RECORDS FOR THE TASK:

┄┄┄┄┄┄

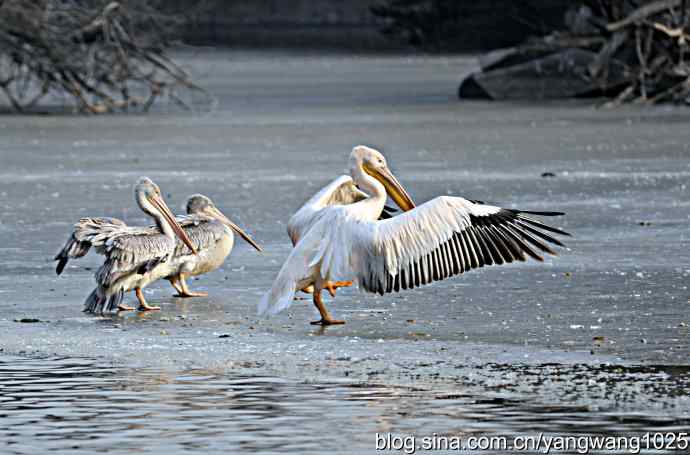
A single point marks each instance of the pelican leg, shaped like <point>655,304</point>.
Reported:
<point>175,283</point>
<point>326,318</point>
<point>185,292</point>
<point>143,306</point>
<point>332,286</point>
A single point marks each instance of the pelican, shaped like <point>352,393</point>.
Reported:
<point>341,191</point>
<point>211,233</point>
<point>134,256</point>
<point>441,238</point>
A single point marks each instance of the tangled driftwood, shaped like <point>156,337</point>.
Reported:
<point>630,51</point>
<point>105,56</point>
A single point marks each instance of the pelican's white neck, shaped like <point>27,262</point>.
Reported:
<point>377,192</point>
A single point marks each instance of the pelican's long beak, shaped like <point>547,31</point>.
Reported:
<point>217,214</point>
<point>393,187</point>
<point>170,218</point>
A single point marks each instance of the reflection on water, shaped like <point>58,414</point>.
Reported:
<point>78,406</point>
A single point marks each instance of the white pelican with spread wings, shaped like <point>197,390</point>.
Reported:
<point>441,238</point>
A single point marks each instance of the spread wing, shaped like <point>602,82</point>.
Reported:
<point>445,237</point>
<point>87,233</point>
<point>441,238</point>
<point>137,251</point>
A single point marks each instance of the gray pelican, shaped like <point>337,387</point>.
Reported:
<point>441,238</point>
<point>341,191</point>
<point>211,233</point>
<point>134,256</point>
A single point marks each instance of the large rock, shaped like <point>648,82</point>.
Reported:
<point>512,74</point>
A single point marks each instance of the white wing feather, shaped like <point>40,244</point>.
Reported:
<point>443,237</point>
<point>341,191</point>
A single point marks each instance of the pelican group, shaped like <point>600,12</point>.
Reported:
<point>341,239</point>
<point>134,256</point>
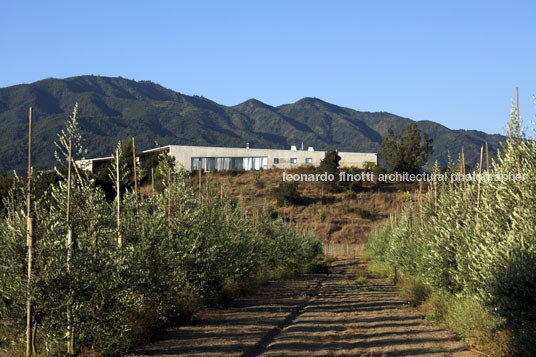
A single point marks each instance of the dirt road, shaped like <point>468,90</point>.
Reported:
<point>315,315</point>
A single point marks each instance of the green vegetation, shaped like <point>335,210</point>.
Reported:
<point>407,151</point>
<point>286,193</point>
<point>473,244</point>
<point>330,165</point>
<point>177,253</point>
<point>112,109</point>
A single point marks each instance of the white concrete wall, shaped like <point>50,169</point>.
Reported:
<point>183,156</point>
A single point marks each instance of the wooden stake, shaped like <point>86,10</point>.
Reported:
<point>420,202</point>
<point>70,342</point>
<point>135,174</point>
<point>29,243</point>
<point>462,169</point>
<point>518,127</point>
<point>517,112</point>
<point>199,169</point>
<point>478,188</point>
<point>152,182</point>
<point>169,201</point>
<point>118,188</point>
<point>487,158</point>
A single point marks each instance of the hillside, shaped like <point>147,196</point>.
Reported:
<point>342,217</point>
<point>112,109</point>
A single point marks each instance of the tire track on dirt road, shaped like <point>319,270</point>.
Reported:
<point>313,315</point>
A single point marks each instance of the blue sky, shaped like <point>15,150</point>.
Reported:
<point>453,62</point>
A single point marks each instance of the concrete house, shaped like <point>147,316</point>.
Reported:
<point>221,158</point>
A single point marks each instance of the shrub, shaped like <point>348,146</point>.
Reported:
<point>287,193</point>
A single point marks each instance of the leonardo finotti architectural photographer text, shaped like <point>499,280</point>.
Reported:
<point>402,177</point>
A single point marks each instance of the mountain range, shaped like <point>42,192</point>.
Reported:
<point>115,108</point>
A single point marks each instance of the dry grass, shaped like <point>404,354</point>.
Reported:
<point>345,217</point>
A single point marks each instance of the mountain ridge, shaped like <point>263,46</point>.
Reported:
<point>114,108</point>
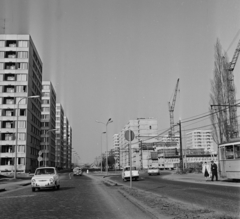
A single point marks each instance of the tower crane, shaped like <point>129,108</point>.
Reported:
<point>171,110</point>
<point>232,96</point>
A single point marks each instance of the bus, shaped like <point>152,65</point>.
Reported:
<point>229,159</point>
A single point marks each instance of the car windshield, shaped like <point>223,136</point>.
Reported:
<point>45,171</point>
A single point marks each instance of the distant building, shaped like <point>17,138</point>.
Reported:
<point>200,139</point>
<point>69,156</point>
<point>116,150</point>
<point>65,142</point>
<point>20,77</point>
<point>59,136</point>
<point>48,121</point>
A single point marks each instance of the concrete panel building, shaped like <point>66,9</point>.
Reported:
<point>200,139</point>
<point>20,78</point>
<point>48,124</point>
<point>65,142</point>
<point>59,136</point>
<point>69,156</point>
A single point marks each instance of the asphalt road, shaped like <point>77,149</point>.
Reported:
<point>221,199</point>
<point>78,197</point>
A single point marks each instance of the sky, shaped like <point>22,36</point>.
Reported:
<point>121,59</point>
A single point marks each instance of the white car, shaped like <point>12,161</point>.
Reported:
<point>153,171</point>
<point>126,173</point>
<point>45,177</point>
<point>77,171</point>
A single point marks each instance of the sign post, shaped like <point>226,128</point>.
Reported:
<point>129,136</point>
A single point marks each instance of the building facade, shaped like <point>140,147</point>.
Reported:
<point>69,156</point>
<point>59,136</point>
<point>48,124</point>
<point>65,142</point>
<point>116,150</point>
<point>20,116</point>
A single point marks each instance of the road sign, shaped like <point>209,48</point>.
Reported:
<point>129,135</point>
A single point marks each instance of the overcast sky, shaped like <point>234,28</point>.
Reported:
<point>121,59</point>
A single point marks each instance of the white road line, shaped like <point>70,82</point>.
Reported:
<point>20,196</point>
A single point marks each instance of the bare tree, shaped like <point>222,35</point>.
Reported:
<point>219,97</point>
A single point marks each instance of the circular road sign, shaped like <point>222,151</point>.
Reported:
<point>129,135</point>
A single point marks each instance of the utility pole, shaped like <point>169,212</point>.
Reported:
<point>181,151</point>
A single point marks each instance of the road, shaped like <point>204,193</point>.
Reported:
<point>222,199</point>
<point>78,197</point>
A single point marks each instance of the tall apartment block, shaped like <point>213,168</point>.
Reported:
<point>116,150</point>
<point>59,136</point>
<point>48,124</point>
<point>69,158</point>
<point>65,142</point>
<point>200,139</point>
<point>20,78</point>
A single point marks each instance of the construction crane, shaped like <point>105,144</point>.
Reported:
<point>232,97</point>
<point>171,110</point>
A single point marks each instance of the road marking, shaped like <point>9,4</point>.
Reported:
<point>20,196</point>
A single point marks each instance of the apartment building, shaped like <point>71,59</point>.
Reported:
<point>69,157</point>
<point>48,124</point>
<point>59,136</point>
<point>65,142</point>
<point>116,150</point>
<point>20,108</point>
<point>200,139</point>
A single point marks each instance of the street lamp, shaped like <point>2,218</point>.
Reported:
<point>101,150</point>
<point>45,149</point>
<point>15,163</point>
<point>109,121</point>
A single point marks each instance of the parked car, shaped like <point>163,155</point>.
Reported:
<point>153,171</point>
<point>77,171</point>
<point>126,173</point>
<point>45,177</point>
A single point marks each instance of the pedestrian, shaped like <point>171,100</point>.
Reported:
<point>214,170</point>
<point>205,170</point>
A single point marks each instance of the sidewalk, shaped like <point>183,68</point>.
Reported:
<point>189,177</point>
<point>199,178</point>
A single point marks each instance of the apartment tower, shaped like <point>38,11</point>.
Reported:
<point>59,136</point>
<point>48,124</point>
<point>20,80</point>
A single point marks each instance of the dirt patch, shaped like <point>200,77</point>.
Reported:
<point>165,206</point>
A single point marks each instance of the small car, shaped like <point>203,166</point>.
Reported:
<point>126,173</point>
<point>77,171</point>
<point>153,171</point>
<point>45,177</point>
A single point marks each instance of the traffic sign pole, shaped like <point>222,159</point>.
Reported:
<point>129,136</point>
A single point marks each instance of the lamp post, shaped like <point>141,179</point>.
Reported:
<point>15,163</point>
<point>101,150</point>
<point>45,153</point>
<point>109,121</point>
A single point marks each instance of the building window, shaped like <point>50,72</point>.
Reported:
<point>21,136</point>
<point>22,43</point>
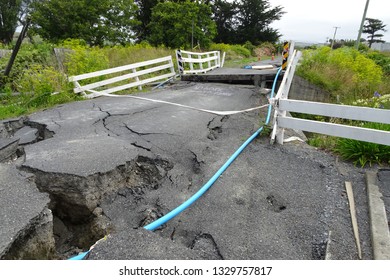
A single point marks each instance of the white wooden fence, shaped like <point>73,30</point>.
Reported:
<point>124,77</point>
<point>283,105</point>
<point>194,63</point>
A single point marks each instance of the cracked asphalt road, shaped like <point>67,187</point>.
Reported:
<point>126,162</point>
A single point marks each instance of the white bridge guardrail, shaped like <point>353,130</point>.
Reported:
<point>283,105</point>
<point>162,67</point>
<point>196,61</point>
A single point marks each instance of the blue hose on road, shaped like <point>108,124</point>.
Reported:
<point>167,217</point>
<point>198,194</point>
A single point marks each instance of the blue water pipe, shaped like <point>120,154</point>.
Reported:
<point>198,194</point>
<point>167,217</point>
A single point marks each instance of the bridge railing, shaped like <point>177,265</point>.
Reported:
<point>123,77</point>
<point>194,63</point>
<point>283,105</point>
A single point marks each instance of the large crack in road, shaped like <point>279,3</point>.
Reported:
<point>110,166</point>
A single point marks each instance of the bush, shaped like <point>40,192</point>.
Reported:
<point>84,59</point>
<point>240,50</point>
<point>344,72</point>
<point>363,152</point>
<point>382,60</point>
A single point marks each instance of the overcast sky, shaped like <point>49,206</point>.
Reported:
<point>314,20</point>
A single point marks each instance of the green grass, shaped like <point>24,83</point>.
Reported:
<point>362,153</point>
<point>24,104</point>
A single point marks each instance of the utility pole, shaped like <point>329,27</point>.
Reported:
<point>361,25</point>
<point>334,35</point>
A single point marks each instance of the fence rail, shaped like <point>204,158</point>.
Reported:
<point>160,69</point>
<point>197,62</point>
<point>283,105</point>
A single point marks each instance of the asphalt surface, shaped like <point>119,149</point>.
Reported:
<point>117,164</point>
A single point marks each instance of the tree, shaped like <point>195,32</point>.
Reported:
<point>372,27</point>
<point>9,10</point>
<point>174,24</point>
<point>144,15</point>
<point>255,17</point>
<point>96,21</point>
<point>224,15</point>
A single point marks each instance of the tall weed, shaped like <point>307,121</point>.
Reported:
<point>362,153</point>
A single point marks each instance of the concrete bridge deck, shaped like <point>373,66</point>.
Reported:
<point>256,77</point>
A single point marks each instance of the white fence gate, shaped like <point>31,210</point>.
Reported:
<point>283,105</point>
<point>198,62</point>
<point>124,77</point>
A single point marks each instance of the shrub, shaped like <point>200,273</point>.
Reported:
<point>240,50</point>
<point>363,152</point>
<point>344,72</point>
<point>84,59</point>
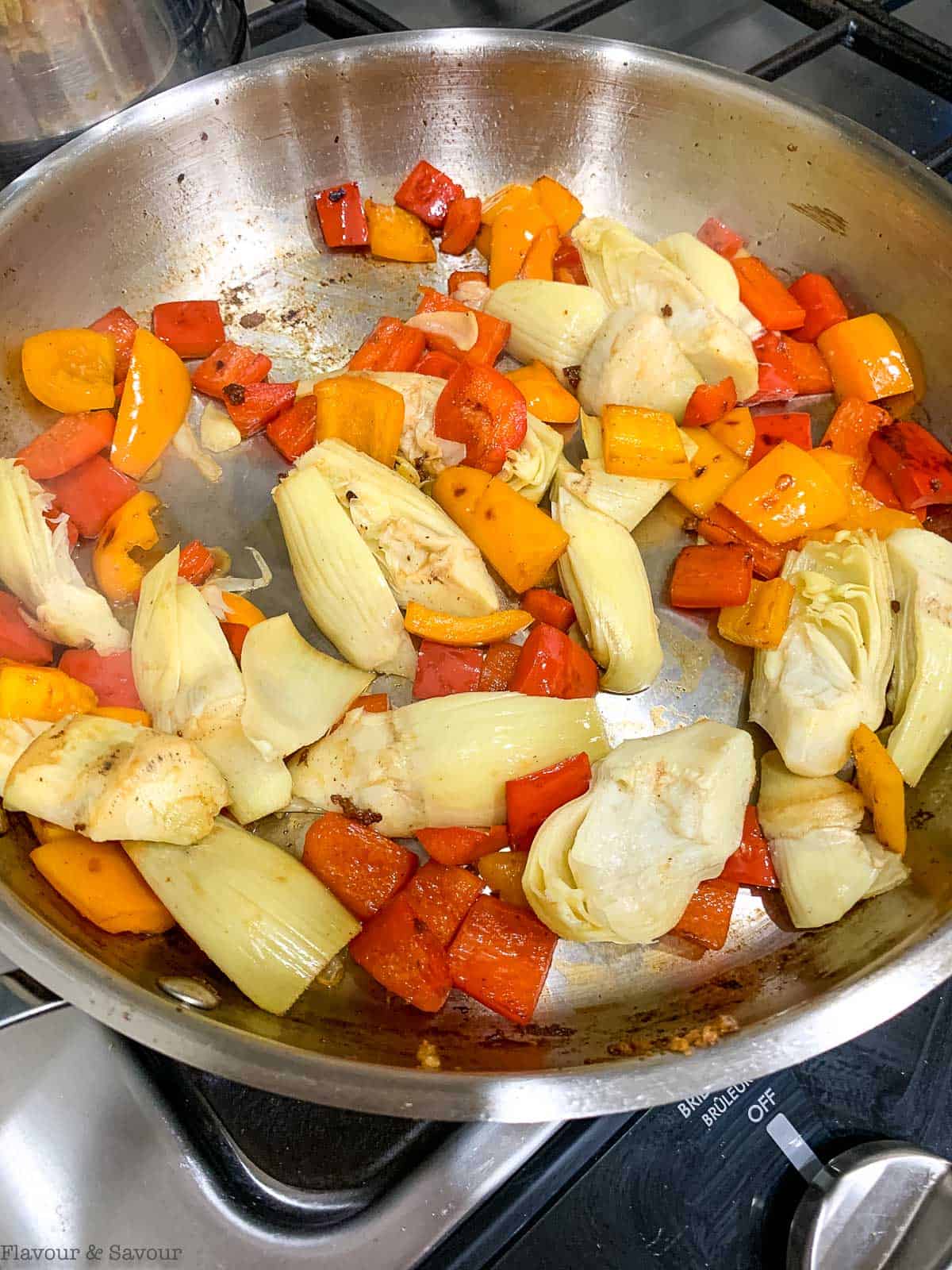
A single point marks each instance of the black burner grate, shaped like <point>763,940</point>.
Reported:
<point>866,27</point>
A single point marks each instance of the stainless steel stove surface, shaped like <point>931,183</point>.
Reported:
<point>112,1155</point>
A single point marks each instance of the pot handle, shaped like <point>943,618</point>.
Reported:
<point>23,999</point>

┄┄┄┄┄┄

AIM OF THE TASK: Turn the data, from the start through the line with "<point>332,286</point>", into a numbered list with blank lines dropped. Leave the pictures out.

RESULT:
1. A single point marks each instance of the pelican leg, shaped like <point>655,304</point>.
2. Reported:
3. <point>175,283</point>
4. <point>326,318</point>
5. <point>185,292</point>
6. <point>143,306</point>
7. <point>332,286</point>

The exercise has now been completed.